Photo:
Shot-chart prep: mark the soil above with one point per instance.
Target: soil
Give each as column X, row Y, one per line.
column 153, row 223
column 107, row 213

****

Your assignment:
Everything above, from first entry to last, must be reproduced exactly.

Result of this task:
Photo:
Shot-chart prep: mark the soil above with one point per instance.
Target: soil
Give each as column X, row Y, one per line.
column 153, row 223
column 107, row 213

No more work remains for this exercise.